Written task:
Rewrite the entries from the line containing "# test: point on every instance of the black fedora" through the end of the entries, inclusive, as a Markdown table with the columns Row and Line. Number each line in Row, and leave out blank lines.
------------------------------------------------------------
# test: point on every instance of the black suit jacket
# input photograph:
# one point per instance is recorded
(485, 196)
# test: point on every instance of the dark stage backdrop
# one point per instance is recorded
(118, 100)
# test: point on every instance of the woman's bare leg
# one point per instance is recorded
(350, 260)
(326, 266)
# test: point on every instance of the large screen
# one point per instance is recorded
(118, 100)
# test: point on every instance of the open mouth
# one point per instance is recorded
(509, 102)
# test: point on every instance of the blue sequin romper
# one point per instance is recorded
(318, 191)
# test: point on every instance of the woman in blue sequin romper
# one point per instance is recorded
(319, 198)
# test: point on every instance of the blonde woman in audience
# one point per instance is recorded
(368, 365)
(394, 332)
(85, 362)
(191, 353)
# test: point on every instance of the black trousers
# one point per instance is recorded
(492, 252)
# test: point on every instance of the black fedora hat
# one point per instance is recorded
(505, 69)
------------------------------------------------------------
Output for this task:
| Row | Line |
|---|---|
| 1 | # test: point on every instance of the black fedora hat |
| 2 | # one point per instance is recorded |
| 3 | (505, 69) |